- [Task requirements] Turn every line of the records below into one string in a JSON list, skipping any blank lines.
[BEGIN]
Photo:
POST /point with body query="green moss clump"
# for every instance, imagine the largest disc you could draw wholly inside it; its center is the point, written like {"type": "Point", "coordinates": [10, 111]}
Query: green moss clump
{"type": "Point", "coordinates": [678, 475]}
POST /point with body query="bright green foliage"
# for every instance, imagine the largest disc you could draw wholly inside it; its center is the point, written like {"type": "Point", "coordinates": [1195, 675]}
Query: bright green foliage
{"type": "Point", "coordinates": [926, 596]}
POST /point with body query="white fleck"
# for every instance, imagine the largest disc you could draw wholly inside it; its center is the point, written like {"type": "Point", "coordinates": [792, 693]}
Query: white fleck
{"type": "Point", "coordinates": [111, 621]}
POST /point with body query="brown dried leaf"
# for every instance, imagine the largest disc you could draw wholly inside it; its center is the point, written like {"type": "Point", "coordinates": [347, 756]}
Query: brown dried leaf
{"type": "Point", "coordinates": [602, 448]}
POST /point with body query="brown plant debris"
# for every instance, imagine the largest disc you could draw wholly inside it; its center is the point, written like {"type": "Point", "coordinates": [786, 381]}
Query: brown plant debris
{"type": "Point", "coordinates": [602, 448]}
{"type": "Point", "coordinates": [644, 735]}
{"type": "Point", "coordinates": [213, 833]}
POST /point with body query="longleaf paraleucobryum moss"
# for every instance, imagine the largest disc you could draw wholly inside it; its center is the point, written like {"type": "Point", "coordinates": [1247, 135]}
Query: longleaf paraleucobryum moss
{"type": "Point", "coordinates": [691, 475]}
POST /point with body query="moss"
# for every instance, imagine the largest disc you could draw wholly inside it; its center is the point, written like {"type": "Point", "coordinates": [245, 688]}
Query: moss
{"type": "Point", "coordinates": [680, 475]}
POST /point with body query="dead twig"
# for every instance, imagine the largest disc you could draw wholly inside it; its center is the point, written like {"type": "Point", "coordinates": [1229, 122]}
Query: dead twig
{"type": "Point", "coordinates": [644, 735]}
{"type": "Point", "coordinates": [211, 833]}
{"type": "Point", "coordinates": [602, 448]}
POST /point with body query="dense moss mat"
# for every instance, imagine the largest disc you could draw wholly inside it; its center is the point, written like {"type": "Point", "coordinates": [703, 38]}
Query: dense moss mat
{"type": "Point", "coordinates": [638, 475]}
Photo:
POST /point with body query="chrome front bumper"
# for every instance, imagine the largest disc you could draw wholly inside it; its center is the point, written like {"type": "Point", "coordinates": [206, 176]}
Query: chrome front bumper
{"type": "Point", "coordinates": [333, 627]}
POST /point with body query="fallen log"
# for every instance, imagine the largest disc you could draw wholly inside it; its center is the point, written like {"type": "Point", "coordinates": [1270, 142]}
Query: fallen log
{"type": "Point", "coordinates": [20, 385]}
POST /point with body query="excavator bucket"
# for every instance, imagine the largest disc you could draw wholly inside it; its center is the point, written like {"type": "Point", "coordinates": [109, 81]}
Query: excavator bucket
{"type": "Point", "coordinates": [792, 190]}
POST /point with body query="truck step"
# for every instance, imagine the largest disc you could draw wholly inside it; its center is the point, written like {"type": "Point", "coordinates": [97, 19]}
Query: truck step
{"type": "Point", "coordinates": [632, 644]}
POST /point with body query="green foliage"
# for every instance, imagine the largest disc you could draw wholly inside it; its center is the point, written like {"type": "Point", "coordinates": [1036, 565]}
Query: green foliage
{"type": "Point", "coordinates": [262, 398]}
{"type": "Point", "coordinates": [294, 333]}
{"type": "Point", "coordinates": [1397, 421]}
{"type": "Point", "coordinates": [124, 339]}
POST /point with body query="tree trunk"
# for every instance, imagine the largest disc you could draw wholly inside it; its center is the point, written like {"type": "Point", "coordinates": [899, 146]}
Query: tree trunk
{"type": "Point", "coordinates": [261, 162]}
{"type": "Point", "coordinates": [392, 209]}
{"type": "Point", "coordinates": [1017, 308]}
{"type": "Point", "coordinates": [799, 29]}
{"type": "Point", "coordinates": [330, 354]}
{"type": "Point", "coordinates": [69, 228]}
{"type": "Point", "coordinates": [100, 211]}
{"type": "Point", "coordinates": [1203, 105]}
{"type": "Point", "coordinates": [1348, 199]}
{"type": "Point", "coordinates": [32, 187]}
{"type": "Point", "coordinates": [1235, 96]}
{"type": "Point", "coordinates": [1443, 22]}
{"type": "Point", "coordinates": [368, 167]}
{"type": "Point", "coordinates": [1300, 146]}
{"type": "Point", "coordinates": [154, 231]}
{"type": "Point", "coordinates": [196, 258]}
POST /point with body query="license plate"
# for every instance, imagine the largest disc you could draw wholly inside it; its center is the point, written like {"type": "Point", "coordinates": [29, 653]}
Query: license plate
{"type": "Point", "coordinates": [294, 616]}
[END]
- [Result below]
[
  "Photo:",
  "POST /point with body query=\"green moss clump\"",
  "# for every instance, imagine the largest disc you could draw wholly inside it; its center is the point, written like {\"type\": \"Point\", \"coordinates\": [10, 111]}",
  "Query: green moss clump",
  "{\"type\": \"Point\", \"coordinates\": [678, 475]}",
  "POST /point with body query=\"bright green foliage\"",
  "# for every instance, imagine the largest disc you could draw wholly inside it; its center is the point, written like {\"type\": \"Point\", \"coordinates\": [1195, 675]}",
  "Query: bright green foliage",
  "{\"type\": \"Point\", \"coordinates\": [926, 596]}",
  "POST /point with body query=\"white fleck\"",
  "# for every instance, imagine the largest disc you could draw wholly inside it; its center is the point, written like {\"type\": \"Point\", \"coordinates\": [792, 693]}",
  "Query: white fleck",
  "{\"type\": \"Point\", \"coordinates\": [111, 621]}",
  "POST /point with body query=\"brown dried leaf\"",
  "# for every instance, imagine the largest disc you could draw wholly inside it; its center is the point, written like {\"type\": \"Point\", \"coordinates\": [347, 756]}",
  "Query: brown dried leaf",
  "{\"type\": \"Point\", \"coordinates\": [602, 448]}",
  "POST /point with body query=\"brown plant debris\"",
  "# for every instance, imagine the largest disc you could draw wholly inside it; its center is the point, written like {\"type\": \"Point\", \"coordinates\": [786, 381]}",
  "Query: brown plant debris",
  "{\"type\": \"Point\", \"coordinates\": [602, 448]}",
  "{\"type\": \"Point\", \"coordinates\": [644, 735]}",
  "{\"type\": \"Point\", \"coordinates\": [213, 833]}",
  "POST /point with body query=\"longleaf paraleucobryum moss\"",
  "# for every instance, imagine the largest disc you could draw wholly inside it; its center is the point, written like {\"type\": \"Point\", \"coordinates\": [1247, 135]}",
  "Query: longleaf paraleucobryum moss",
  "{\"type\": \"Point\", \"coordinates\": [691, 475]}",
  "POST /point with body query=\"moss\"",
  "# for every instance, imagine the largest disc you could draw wholly inside it; its center is the point, written like {\"type\": \"Point\", \"coordinates\": [245, 688]}",
  "Query: moss",
  "{\"type\": \"Point\", \"coordinates\": [680, 475]}",
  "POST /point with body query=\"dead twig\"",
  "# for every instance, imagine the largest disc you could draw wholly inside it; its center is the point, written like {\"type\": \"Point\", \"coordinates\": [1229, 122]}",
  "Query: dead twig",
  "{\"type\": \"Point\", \"coordinates\": [644, 735]}",
  "{\"type\": \"Point\", \"coordinates\": [211, 833]}",
  "{\"type\": \"Point\", \"coordinates\": [602, 448]}",
  "POST /point with body query=\"dense moss mat\"",
  "# for every instance, imagine the largest disc you could draw wholly inside it; its center is the point, written like {\"type\": \"Point\", \"coordinates\": [703, 38]}",
  "Query: dense moss mat",
  "{\"type\": \"Point\", \"coordinates\": [638, 475]}",
  "Photo:",
  "POST /point with body query=\"chrome front bumper\"",
  "# for every instance, imagine the largest disc you could draw wholly inside it; its center is the point, written like {\"type\": \"Point\", \"coordinates\": [206, 176]}",
  "Query: chrome front bumper",
  "{\"type\": \"Point\", \"coordinates\": [333, 627]}",
  "POST /point with body query=\"fallen log\"",
  "# for every instance, imagine the largest disc you could draw wholly inside it; its center is the point, written like {\"type\": \"Point\", \"coordinates\": [1270, 142]}",
  "Query: fallen log",
  "{\"type\": \"Point\", \"coordinates\": [20, 385]}",
  "POST /point with body query=\"excavator bucket\"",
  "# for every instance, imagine the largest disc you could draw wholly inside it; its center is the point, written like {\"type\": \"Point\", \"coordinates\": [109, 81]}",
  "Query: excavator bucket",
  "{\"type\": \"Point\", \"coordinates\": [792, 190]}",
  "POST /point with body query=\"truck step\"",
  "# for every instance, imagine the largest disc you could draw wholly inside it; its center is the point, written like {\"type\": \"Point\", \"coordinates\": [97, 19]}",
  "Query: truck step",
  "{\"type\": \"Point\", \"coordinates\": [632, 644]}",
  "POST /point with body query=\"green foliage\"",
  "# for every instance, imagine the largest disc you could draw wholly inside it; its center is the point, written like {\"type\": \"Point\", \"coordinates\": [1036, 565]}",
  "Query: green foliage",
  "{\"type\": \"Point\", \"coordinates\": [262, 398]}",
  "{\"type\": \"Point\", \"coordinates\": [294, 333]}",
  "{\"type\": \"Point\", \"coordinates\": [1397, 421]}",
  "{\"type\": \"Point\", \"coordinates\": [124, 339]}",
  "POST /point with body query=\"tree trunk\"",
  "# for every instance, imagine the largest disc you could draw wholly inside it; its center is the point, written like {\"type\": \"Point\", \"coordinates\": [899, 146]}",
  "Query: tree trunk",
  "{\"type\": \"Point\", \"coordinates\": [261, 162]}",
  "{\"type\": \"Point\", \"coordinates\": [392, 209]}",
  "{\"type\": \"Point\", \"coordinates\": [1017, 308]}",
  "{\"type\": \"Point\", \"coordinates\": [799, 29]}",
  "{\"type\": \"Point\", \"coordinates\": [330, 354]}",
  "{\"type\": \"Point\", \"coordinates\": [69, 228]}",
  "{\"type\": \"Point\", \"coordinates\": [100, 211]}",
  "{\"type\": \"Point\", \"coordinates\": [1203, 105]}",
  "{\"type\": \"Point\", \"coordinates\": [1348, 199]}",
  "{\"type\": \"Point\", \"coordinates\": [32, 187]}",
  "{\"type\": \"Point\", \"coordinates\": [1235, 96]}",
  "{\"type\": \"Point\", \"coordinates\": [1443, 22]}",
  "{\"type\": \"Point\", \"coordinates\": [368, 167]}",
  "{\"type\": \"Point\", \"coordinates\": [1300, 146]}",
  "{\"type\": \"Point\", \"coordinates\": [154, 231]}",
  "{\"type\": \"Point\", \"coordinates\": [196, 258]}",
  "POST /point with body query=\"license plate\"",
  "# for every instance, imagine the largest disc you could draw wholly inside it; its center is the point, written like {\"type\": \"Point\", \"coordinates\": [29, 653]}",
  "Query: license plate",
  "{\"type\": \"Point\", \"coordinates\": [294, 616]}"
]